WHAT IS EXPECTED =>
Quote the lines below exactly, from the one that holds "task | locate a point on every instance of the glass" through the final line of the records, and only those.
[start]
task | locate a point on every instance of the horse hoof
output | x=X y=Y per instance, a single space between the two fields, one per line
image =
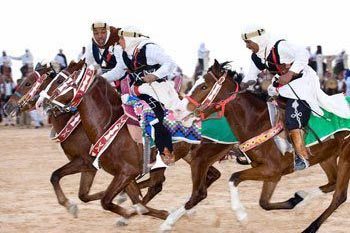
x=190 y=213
x=165 y=228
x=308 y=196
x=121 y=198
x=242 y=216
x=140 y=209
x=122 y=222
x=73 y=210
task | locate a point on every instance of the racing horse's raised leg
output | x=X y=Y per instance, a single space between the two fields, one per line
x=340 y=194
x=88 y=173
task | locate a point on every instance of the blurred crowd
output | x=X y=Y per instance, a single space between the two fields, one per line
x=332 y=70
x=8 y=86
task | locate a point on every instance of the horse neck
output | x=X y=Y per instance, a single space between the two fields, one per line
x=248 y=116
x=59 y=122
x=100 y=108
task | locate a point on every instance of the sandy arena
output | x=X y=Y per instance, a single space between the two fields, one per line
x=28 y=202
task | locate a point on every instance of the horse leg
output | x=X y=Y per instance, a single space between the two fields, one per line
x=199 y=169
x=154 y=184
x=118 y=184
x=339 y=195
x=266 y=194
x=199 y=192
x=213 y=175
x=72 y=167
x=86 y=180
x=329 y=166
x=134 y=193
x=261 y=173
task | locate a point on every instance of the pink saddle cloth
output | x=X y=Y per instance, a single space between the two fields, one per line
x=126 y=89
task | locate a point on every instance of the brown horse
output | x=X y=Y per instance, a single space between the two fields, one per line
x=100 y=108
x=79 y=159
x=243 y=110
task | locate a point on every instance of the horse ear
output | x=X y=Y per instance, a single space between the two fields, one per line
x=216 y=63
x=216 y=66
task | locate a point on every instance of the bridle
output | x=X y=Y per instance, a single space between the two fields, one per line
x=208 y=101
x=62 y=89
x=34 y=91
x=79 y=86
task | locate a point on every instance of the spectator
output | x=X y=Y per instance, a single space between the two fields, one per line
x=312 y=59
x=27 y=62
x=319 y=62
x=61 y=59
x=7 y=90
x=203 y=59
x=341 y=83
x=347 y=82
x=5 y=64
x=81 y=54
x=37 y=118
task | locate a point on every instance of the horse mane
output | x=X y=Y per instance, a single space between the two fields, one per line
x=226 y=66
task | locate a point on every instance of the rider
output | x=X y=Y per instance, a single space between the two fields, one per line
x=101 y=51
x=150 y=68
x=297 y=82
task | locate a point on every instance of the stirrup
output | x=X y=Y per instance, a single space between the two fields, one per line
x=168 y=157
x=300 y=163
x=158 y=163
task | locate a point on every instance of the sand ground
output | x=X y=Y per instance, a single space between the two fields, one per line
x=28 y=202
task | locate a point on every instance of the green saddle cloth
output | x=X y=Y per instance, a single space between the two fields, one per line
x=324 y=128
x=218 y=130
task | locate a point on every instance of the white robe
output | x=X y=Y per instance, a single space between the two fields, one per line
x=308 y=86
x=164 y=92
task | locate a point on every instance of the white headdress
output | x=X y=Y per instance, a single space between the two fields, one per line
x=133 y=38
x=260 y=36
x=99 y=24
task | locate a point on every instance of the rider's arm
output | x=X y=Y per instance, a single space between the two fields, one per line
x=156 y=55
x=119 y=70
x=297 y=55
x=252 y=74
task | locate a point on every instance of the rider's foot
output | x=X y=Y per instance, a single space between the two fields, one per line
x=300 y=163
x=168 y=157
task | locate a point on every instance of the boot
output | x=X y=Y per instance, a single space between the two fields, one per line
x=302 y=154
x=168 y=157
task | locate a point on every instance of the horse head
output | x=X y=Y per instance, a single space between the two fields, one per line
x=210 y=93
x=27 y=91
x=61 y=89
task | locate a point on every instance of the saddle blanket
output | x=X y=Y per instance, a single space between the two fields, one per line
x=214 y=129
x=325 y=126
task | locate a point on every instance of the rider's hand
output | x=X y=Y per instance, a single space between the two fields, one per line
x=284 y=79
x=148 y=78
x=245 y=85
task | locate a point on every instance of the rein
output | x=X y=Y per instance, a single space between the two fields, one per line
x=208 y=101
x=33 y=92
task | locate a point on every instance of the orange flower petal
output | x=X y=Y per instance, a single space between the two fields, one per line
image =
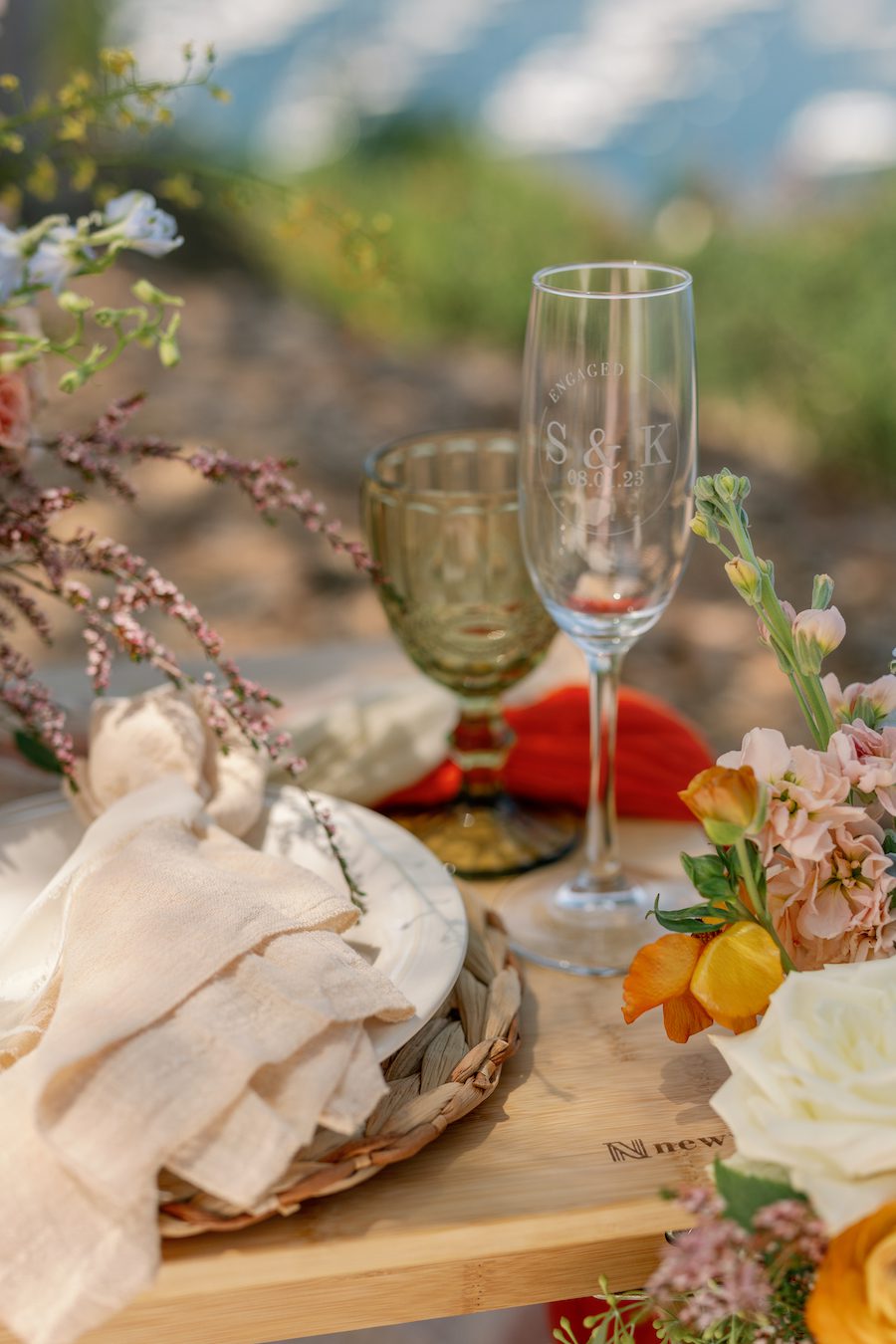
x=684 y=1017
x=738 y=972
x=854 y=1296
x=661 y=971
x=737 y=1024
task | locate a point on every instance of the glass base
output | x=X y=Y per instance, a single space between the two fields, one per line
x=583 y=932
x=493 y=839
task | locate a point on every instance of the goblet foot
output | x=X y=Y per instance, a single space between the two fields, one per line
x=577 y=928
x=493 y=837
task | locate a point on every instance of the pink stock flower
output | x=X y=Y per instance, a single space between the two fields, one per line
x=807 y=794
x=871 y=702
x=866 y=760
x=834 y=910
x=15 y=411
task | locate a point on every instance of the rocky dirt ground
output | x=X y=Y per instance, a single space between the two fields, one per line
x=264 y=373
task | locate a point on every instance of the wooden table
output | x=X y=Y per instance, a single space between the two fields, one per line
x=549 y=1185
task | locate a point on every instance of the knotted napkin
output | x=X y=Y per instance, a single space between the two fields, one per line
x=173 y=1001
x=388 y=750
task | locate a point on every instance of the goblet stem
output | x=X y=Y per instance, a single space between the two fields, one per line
x=600 y=886
x=602 y=835
x=480 y=745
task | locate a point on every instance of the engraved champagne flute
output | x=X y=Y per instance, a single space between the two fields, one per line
x=607 y=463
[end]
THE OUTPUT =>
task | locate a point on every instance of the glass base
output | x=X y=Y per instance, a single space between the two fields, one per line
x=583 y=932
x=493 y=839
task | locate a point on every instance of the goblet foot
output | x=X y=Y per instance, a single space between the two fields, one per line
x=577 y=928
x=493 y=837
task | locate a point on every instance of the pink stock flower
output | x=X y=Y per instance, a single space between the two fields, one per line
x=807 y=794
x=871 y=702
x=866 y=760
x=834 y=910
x=15 y=411
task | locate a point on every instance of the rocky dirt ground
output | x=X y=Y per instance, a single space between the two fields, one per line
x=264 y=373
task | locate a point on every instance of the wooden table
output | x=X y=Y per instance, a single space between the two fields, one per line
x=549 y=1185
task | locate a point on every instance of the knotted napkin
output | x=X y=Y per instance, a single space between the two fields, one per line
x=173 y=1001
x=388 y=750
task | locate a point on every instance of the goblet stem
output | x=X y=Y per instance, a single space between the two fields, one per line
x=600 y=886
x=602 y=835
x=480 y=745
task | locate a point on every instance of the engraved champagne flute
output | x=X y=Y per instance, a single space between the two fields, one per line
x=607 y=463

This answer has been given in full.